------ DATA TO EXAMINE ------

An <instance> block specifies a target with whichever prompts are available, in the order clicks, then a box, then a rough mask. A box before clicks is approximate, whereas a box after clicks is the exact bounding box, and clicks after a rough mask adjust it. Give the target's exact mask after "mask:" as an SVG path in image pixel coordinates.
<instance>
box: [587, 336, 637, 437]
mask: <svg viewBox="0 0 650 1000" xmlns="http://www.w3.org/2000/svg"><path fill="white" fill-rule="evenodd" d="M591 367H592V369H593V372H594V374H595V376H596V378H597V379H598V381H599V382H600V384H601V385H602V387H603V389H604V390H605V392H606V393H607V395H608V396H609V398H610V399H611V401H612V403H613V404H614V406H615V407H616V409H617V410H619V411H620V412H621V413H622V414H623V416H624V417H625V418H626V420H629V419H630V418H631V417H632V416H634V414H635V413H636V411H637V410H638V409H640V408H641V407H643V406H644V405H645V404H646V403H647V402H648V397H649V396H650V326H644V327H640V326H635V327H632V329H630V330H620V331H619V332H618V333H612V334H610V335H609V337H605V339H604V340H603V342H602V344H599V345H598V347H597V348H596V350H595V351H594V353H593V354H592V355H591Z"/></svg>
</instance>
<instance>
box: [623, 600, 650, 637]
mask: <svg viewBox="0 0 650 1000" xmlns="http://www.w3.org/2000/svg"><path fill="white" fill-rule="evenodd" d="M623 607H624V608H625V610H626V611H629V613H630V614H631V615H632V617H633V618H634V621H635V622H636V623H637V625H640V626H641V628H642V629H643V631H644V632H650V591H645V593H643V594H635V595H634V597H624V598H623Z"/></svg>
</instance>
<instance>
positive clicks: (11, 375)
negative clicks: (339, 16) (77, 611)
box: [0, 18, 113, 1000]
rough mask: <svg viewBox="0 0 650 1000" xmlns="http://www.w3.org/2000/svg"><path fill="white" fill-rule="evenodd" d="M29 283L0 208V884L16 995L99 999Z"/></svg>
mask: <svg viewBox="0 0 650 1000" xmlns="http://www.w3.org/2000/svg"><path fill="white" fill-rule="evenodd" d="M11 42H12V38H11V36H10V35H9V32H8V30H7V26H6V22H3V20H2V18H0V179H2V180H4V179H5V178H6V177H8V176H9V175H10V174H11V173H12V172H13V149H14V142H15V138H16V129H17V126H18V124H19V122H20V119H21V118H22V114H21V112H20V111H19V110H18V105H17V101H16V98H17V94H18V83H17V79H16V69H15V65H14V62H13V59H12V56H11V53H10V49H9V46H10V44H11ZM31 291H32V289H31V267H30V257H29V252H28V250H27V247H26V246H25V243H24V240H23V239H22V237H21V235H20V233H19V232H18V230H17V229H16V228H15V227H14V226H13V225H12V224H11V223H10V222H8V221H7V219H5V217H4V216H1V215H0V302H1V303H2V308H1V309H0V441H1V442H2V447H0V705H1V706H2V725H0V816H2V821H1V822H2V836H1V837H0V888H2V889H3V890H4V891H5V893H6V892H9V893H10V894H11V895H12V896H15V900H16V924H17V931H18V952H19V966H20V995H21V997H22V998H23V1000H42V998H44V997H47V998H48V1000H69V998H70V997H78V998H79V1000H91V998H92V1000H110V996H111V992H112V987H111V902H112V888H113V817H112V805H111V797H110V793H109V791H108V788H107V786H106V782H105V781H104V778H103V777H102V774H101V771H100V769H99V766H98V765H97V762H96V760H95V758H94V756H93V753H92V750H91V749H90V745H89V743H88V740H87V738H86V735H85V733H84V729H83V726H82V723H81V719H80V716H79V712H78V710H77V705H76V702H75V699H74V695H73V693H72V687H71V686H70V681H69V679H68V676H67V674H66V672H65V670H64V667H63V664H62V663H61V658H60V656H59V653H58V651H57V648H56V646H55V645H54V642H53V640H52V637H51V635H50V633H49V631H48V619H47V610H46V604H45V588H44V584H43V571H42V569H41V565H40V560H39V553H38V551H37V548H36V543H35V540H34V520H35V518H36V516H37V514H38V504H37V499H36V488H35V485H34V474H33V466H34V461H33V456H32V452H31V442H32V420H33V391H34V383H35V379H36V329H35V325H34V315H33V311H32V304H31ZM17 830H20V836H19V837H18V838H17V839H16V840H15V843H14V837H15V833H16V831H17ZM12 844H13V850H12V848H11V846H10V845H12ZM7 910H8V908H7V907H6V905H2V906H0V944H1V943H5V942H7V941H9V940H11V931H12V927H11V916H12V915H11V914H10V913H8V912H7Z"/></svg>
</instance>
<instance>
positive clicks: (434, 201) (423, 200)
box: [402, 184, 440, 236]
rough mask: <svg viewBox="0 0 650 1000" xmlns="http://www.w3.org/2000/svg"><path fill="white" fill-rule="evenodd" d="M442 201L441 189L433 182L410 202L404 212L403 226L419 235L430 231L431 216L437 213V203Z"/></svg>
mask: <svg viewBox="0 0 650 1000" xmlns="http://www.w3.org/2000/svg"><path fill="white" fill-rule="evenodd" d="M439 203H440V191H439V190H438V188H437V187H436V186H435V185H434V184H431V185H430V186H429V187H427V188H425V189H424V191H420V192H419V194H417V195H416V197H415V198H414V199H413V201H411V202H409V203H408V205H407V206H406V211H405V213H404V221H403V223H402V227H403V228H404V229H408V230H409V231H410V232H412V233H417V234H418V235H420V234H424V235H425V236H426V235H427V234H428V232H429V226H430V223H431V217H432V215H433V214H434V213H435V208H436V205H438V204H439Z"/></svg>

------

DIRECTIONS FOR THIS TASK: The answer must be every entry, reproduced exactly.

COMPLETED TASK:
An <instance> block specifies a target with whichever prompts are available, in the order clicks, then a box, then a rough mask. A box before clicks is approximate, whereas a box after clicks is the exact bounding box, and clicks after a rough mask adjust it. Give the target's exact mask after "mask:" as an SVG path in image pixel coordinates.
<instance>
box: [587, 336, 637, 437]
mask: <svg viewBox="0 0 650 1000" xmlns="http://www.w3.org/2000/svg"><path fill="white" fill-rule="evenodd" d="M591 367H592V369H593V372H594V374H595V376H596V378H597V379H598V381H599V382H600V384H601V385H602V387H603V389H604V390H605V392H606V393H607V395H608V396H609V398H610V399H611V401H612V403H613V404H614V406H615V407H616V409H617V410H619V411H620V412H621V413H622V414H623V416H624V417H625V418H626V420H629V419H630V418H631V417H632V416H634V414H635V413H636V411H637V410H638V409H640V408H641V407H643V406H644V405H645V404H646V403H647V402H648V397H649V396H650V326H644V327H640V326H635V327H632V329H630V330H620V331H619V332H618V333H612V334H610V335H609V337H605V339H604V340H603V342H602V344H599V345H598V347H597V348H596V350H595V351H594V353H593V354H592V355H591Z"/></svg>
</instance>
<instance>
box: [623, 600, 650, 637]
mask: <svg viewBox="0 0 650 1000" xmlns="http://www.w3.org/2000/svg"><path fill="white" fill-rule="evenodd" d="M623 607H624V608H625V610H626V611H629V613H630V614H631V615H632V617H633V618H634V621H635V622H636V623H637V625H640V626H641V628H642V629H643V631H644V632H650V591H645V593H643V594H635V595H634V597H624V598H623Z"/></svg>
</instance>
<instance>
positive clicks: (11, 375)
negative clicks: (339, 16) (77, 611)
box: [0, 18, 113, 1000]
rough mask: <svg viewBox="0 0 650 1000" xmlns="http://www.w3.org/2000/svg"><path fill="white" fill-rule="evenodd" d="M29 283L0 208V884L16 995L99 999Z"/></svg>
mask: <svg viewBox="0 0 650 1000" xmlns="http://www.w3.org/2000/svg"><path fill="white" fill-rule="evenodd" d="M11 42H12V38H11V36H10V35H9V32H8V30H7V26H6V22H3V20H2V18H0V179H2V180H4V179H5V178H6V177H8V176H9V175H10V174H11V173H12V172H13V149H14V142H15V138H16V129H17V126H18V124H19V122H20V119H21V118H22V114H21V112H20V111H19V110H18V105H17V101H16V98H17V94H18V83H17V79H16V69H15V65H14V62H13V59H12V56H11V53H10V49H9V46H10V44H11ZM31 291H32V289H31V267H30V257H29V252H28V250H27V247H26V246H25V243H24V240H23V239H22V237H21V235H20V233H19V232H18V230H17V229H16V228H15V227H14V226H13V225H12V224H11V223H10V222H8V221H7V219H5V217H4V216H1V215H0V302H1V303H2V308H1V309H0V441H1V442H2V447H0V705H1V706H2V725H0V816H2V821H1V822H2V836H1V837H0V888H2V889H3V890H4V891H5V893H6V892H9V893H10V894H11V895H12V896H15V900H16V924H17V931H18V952H19V966H20V995H21V997H22V998H23V1000H42V998H44V997H47V998H48V1000H69V998H70V997H78V998H79V1000H91V998H92V1000H110V996H111V992H112V987H111V902H112V888H113V817H112V805H111V797H110V793H109V791H108V788H107V786H106V782H105V781H104V778H103V777H102V774H101V771H100V769H99V766H98V765H97V762H96V760H95V758H94V756H93V753H92V750H91V749H90V745H89V743H88V740H87V738H86V735H85V733H84V729H83V726H82V723H81V719H80V716H79V712H78V710H77V705H76V702H75V699H74V695H73V693H72V687H71V686H70V681H69V679H68V676H67V674H66V672H65V670H64V667H63V664H62V663H61V658H60V656H59V653H58V651H57V648H56V646H55V645H54V642H53V640H52V637H51V635H50V633H49V631H48V619H47V610H46V604H45V588H44V584H43V571H42V569H41V565H40V560H39V553H38V551H37V548H36V543H35V540H34V520H35V518H36V516H37V514H38V504H37V499H36V488H35V485H34V474H33V466H34V461H33V456H32V452H31V442H32V420H33V391H34V383H35V379H36V329H35V325H34V315H33V311H32V304H31ZM17 830H20V836H19V837H18V838H17V839H16V840H15V843H14V837H15V833H16V831H17ZM12 844H13V850H12V848H11V846H10V845H12ZM7 910H8V908H7V907H6V905H2V906H0V944H1V943H5V942H7V941H9V940H11V931H12V927H11V916H12V915H11V914H10V913H8V912H7Z"/></svg>
</instance>
<instance>
positive clicks: (434, 201) (423, 200)
box: [402, 184, 440, 236]
rough mask: <svg viewBox="0 0 650 1000" xmlns="http://www.w3.org/2000/svg"><path fill="white" fill-rule="evenodd" d="M442 201L441 189L433 182L410 202L404 212L403 226L419 235L430 231L431 216L437 213V203Z"/></svg>
mask: <svg viewBox="0 0 650 1000" xmlns="http://www.w3.org/2000/svg"><path fill="white" fill-rule="evenodd" d="M439 203H440V191H439V190H438V188H437V187H436V186H435V185H434V184H431V185H430V186H429V187H427V188H425V189H424V191H420V192H419V194H417V195H416V197H415V198H414V199H413V201H411V202H409V203H408V205H407V206H406V211H405V213H404V221H403V223H402V227H403V228H404V229H408V230H409V231H410V232H412V233H417V234H418V235H420V234H424V235H425V236H426V235H427V234H428V232H429V226H430V223H431V217H432V215H433V214H434V213H435V208H436V205H438V204H439Z"/></svg>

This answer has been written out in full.